§ WHAT IS NEEDED
Extract each line of the listing below in which the string "wall" appears.

========================================================================

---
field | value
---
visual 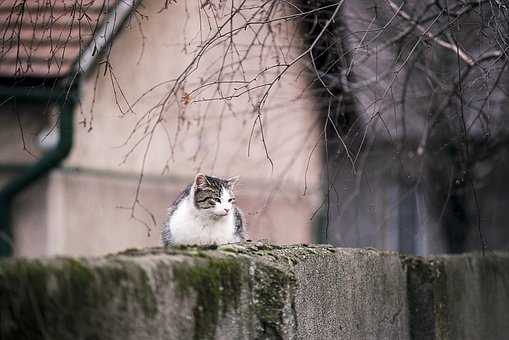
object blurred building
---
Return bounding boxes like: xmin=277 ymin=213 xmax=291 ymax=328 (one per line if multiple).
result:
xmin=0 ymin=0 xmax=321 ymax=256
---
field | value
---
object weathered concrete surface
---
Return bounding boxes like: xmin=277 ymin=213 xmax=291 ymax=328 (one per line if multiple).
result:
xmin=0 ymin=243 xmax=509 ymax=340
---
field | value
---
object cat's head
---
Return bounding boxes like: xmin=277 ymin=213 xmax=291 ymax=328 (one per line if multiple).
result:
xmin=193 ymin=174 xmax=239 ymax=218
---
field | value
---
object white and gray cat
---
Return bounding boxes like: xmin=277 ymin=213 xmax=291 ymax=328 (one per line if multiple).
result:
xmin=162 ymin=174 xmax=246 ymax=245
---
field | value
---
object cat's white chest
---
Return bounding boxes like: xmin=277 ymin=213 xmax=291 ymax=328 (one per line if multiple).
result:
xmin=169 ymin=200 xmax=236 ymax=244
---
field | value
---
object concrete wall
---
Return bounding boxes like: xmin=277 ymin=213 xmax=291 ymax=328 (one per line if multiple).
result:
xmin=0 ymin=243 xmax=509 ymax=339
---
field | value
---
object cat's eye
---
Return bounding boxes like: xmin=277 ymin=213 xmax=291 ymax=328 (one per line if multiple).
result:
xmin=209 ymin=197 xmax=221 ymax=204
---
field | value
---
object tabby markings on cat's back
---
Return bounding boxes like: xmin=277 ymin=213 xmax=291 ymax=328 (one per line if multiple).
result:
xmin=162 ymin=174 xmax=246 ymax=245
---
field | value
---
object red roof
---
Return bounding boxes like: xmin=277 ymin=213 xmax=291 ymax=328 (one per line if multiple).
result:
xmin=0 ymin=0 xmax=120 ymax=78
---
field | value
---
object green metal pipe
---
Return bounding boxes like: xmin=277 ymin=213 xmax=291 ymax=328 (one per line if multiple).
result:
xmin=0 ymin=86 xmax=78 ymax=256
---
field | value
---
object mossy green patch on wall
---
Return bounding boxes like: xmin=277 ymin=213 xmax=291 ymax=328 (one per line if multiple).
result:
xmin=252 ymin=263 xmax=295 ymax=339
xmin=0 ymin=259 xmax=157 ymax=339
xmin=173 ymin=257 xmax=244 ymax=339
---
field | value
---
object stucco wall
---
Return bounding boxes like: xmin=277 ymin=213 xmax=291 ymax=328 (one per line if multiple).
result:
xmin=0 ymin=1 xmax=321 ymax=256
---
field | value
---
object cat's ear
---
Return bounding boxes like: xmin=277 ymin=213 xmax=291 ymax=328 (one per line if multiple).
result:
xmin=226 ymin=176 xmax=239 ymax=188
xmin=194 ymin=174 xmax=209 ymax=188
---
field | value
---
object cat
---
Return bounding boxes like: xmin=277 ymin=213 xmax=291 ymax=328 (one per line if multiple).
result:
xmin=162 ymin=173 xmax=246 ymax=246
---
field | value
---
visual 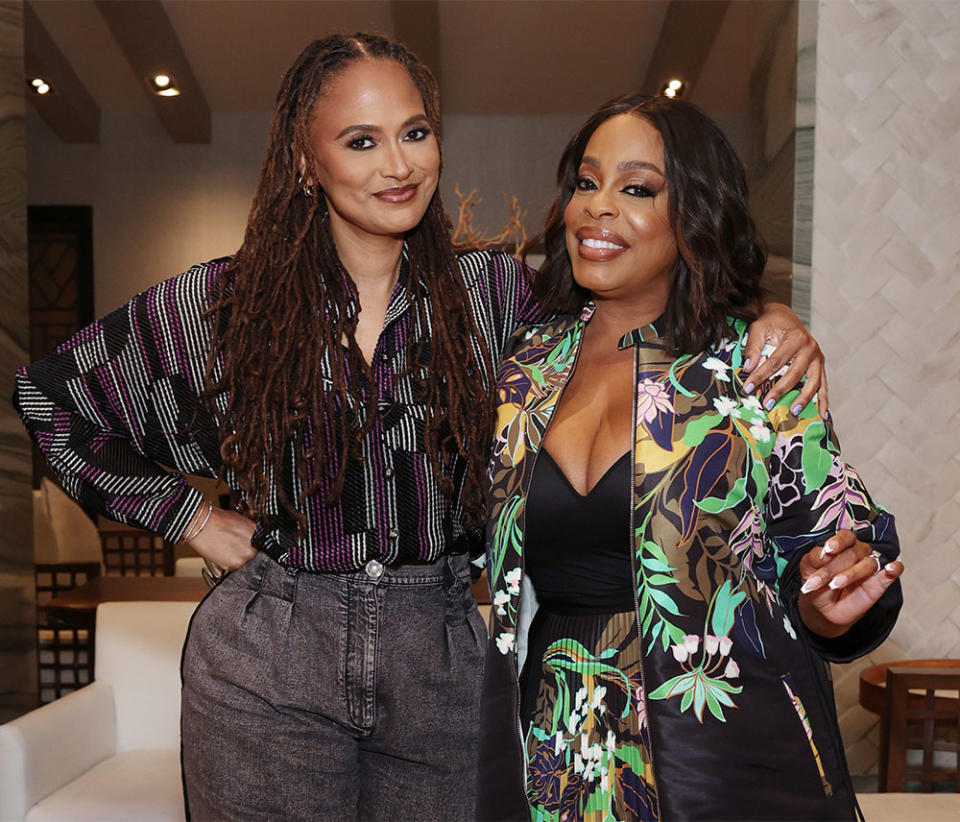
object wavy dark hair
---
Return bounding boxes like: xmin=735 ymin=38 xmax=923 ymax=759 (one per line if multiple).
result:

========================================================================

§ THE RESULT
object concrete wall
object mossy green patch on wall
object stucco wall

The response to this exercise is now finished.